» **Text section**:
HYDERABAD: The district administration intervened to stop construction of a ground plus five story plaza on a plot for a ground plus five story plaza near 17th century Pucca Qilla’s rampart.

The plot was carved out after demolishing fortification wall of the fort seven and a half years back, prompting culture and antiquity department to lodge an FIR over damage to a 55-foot piece of the fort wall.

The plot spread over 2,600 square feet was said to be owned by one Mr Shaukat who claimed to have purchased it from a builder. Work on the site remained suspended since the culture department’s legal action.

According to the owner’s claim, the plot was leased by katchi abadi department of the Hyderabad Municipal Corporation (HMC) and that he had got its layout plan approved from Hyderabad Development Authority (HDA). The plot was located in the area popularly known as Gali number-1 of the fort.

Pucca Qila had been protected heritage site under the relevant law of Antiquities Act, 1975. A large population lives inside the fort and it also houses some government buildings. The plot’s lease was cancelled by then taluka nazim reportedly during the tenure of Kanwar Naveed Jamil as the city mayor.

The lease’s cancellation was challenged in civil court where HMC staff did not pursue it ‘purposely’ as it did in other cases. HMC’s staff often acts in this manner for pecuniary considerations on a case to case basis.

The owner again attempted to restart the construction work after clearing debris from the plot. He started the work on the night of Jan 14-15 (when LG polls were scheduled).

» **Given records**:
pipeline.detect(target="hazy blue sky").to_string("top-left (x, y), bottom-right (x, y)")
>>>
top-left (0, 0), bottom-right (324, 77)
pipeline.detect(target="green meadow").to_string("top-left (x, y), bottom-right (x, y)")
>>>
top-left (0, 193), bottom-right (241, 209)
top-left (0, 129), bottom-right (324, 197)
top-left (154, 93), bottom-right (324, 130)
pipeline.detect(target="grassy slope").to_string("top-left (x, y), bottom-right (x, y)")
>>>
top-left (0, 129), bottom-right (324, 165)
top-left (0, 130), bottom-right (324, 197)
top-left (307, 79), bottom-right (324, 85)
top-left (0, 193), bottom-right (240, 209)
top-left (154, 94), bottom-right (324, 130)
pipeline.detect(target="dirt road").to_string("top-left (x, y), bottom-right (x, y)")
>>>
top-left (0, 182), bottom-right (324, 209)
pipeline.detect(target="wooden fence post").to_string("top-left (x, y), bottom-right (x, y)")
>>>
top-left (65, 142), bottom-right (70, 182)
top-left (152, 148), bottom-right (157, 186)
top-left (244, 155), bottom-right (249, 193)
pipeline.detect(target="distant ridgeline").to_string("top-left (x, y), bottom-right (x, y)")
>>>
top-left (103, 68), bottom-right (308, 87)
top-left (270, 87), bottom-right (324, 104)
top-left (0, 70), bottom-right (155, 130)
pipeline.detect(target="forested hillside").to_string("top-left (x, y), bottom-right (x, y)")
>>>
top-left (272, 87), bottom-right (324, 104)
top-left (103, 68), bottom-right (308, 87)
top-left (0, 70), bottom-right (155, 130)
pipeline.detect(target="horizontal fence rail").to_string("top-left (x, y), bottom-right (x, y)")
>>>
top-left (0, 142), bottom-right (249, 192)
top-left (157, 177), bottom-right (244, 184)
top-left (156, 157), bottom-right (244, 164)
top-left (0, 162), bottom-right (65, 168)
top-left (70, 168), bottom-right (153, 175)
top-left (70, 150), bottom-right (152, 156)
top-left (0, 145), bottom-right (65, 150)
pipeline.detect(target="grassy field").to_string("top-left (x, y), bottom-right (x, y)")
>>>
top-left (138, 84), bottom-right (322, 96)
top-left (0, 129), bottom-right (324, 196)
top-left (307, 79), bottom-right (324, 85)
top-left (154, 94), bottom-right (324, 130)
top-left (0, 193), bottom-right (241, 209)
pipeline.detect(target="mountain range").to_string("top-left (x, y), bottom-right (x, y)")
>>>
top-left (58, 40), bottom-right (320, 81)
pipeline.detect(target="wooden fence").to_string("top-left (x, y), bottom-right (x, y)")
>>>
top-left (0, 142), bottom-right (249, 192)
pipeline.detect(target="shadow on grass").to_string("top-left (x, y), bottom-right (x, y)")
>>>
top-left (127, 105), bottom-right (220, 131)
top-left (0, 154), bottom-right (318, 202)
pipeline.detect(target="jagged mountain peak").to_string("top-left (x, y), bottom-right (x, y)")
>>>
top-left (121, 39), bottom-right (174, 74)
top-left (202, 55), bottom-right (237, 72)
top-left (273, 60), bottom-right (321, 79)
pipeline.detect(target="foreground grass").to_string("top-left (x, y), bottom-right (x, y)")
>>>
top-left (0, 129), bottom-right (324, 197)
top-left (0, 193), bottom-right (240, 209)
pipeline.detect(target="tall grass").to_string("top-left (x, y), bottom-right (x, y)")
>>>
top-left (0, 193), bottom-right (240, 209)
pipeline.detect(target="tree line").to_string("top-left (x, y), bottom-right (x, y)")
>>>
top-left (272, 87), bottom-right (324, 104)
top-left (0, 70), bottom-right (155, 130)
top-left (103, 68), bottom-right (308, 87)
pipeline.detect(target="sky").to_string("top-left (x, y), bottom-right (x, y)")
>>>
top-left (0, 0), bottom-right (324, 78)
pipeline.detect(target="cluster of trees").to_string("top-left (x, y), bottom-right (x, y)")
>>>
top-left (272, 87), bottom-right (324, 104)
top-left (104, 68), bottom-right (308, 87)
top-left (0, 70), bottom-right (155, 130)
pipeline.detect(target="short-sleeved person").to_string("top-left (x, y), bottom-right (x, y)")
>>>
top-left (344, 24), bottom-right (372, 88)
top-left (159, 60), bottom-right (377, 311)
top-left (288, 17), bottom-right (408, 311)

» **What is being asked**: From the article on the plaza construction at Pucca Qilla, list every reference to a time or time span that includes a number, whether in figures or in words. The entries have no connection to the text.

» **The completed task**:
- 17th century
- seven and a half years back
- 1975
- the night of Jan 14-15